DOCUMENT TEXT >>
Gemini API Memory Efficient Way to Handle File Upload

Created on Aug 1, 2025  /  Updated on Aug 1, 2025    #go   #efficient   #performance  
Disclaimer: Views expressed in this software engineering blog are personal and do not represent my employer. Readers are encouraged to verify information independently.

Introduction

Hello, in this post we will design a memory efficient way to take a file from client and communicate it back to the genai go SDK.

Method

If we go the documentation of document processing API notice in the example they are getting the file storing it inside a temporary buffer then using client.Files.UploadFromPath to upload the file from local path, genai, at the moment of writing this blog allow maximum is 20 MB Also the attached PDF which is 19.7 MB is the PDF I will be using in this blog.

Dataset records:

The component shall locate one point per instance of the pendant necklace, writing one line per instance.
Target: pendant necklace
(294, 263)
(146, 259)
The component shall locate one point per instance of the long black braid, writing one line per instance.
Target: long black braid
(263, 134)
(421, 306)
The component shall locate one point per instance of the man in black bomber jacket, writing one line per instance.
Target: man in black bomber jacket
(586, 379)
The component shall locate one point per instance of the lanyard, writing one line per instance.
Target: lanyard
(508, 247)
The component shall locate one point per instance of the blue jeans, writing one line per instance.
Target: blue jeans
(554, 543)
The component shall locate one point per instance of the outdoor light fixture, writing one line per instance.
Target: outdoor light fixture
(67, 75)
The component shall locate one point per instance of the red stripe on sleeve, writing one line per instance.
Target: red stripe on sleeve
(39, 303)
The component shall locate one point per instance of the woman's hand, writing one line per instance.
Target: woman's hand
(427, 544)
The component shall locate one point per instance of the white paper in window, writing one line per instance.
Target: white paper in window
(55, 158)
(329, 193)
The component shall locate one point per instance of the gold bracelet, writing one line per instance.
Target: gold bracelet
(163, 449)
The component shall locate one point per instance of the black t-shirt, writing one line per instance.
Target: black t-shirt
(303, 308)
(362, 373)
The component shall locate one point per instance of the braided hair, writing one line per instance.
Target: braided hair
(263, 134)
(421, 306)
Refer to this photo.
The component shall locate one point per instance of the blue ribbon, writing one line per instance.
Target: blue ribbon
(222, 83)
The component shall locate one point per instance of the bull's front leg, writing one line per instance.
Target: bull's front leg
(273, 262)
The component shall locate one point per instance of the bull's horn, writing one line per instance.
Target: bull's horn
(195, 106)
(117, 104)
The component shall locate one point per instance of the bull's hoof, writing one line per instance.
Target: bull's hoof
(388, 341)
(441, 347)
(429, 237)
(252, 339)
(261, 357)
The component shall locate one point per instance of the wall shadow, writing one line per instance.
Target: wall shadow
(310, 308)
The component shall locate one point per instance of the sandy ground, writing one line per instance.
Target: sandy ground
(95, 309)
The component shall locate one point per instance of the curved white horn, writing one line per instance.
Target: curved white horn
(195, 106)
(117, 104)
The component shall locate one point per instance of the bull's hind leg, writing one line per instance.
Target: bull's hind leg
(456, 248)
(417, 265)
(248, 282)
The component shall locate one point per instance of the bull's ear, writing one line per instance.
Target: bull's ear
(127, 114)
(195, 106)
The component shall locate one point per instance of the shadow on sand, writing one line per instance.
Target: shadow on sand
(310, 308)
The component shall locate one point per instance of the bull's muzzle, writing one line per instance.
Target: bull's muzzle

TASK REQUIREMENTS >> Transcribe the Gemini API file-upload post word for word, starting at "Created on Aug" and ending at "verify information independently.".

RESPONSE TO THIS EXERCISE >>
Created on Aug 1, 2025  /  Updated on Aug 1, 2025    #go   #efficient   #performance  
Disclaimer: Views expressed in this software engineering blog are personal and do not represent my employer. Readers are encouraged to verify information independently.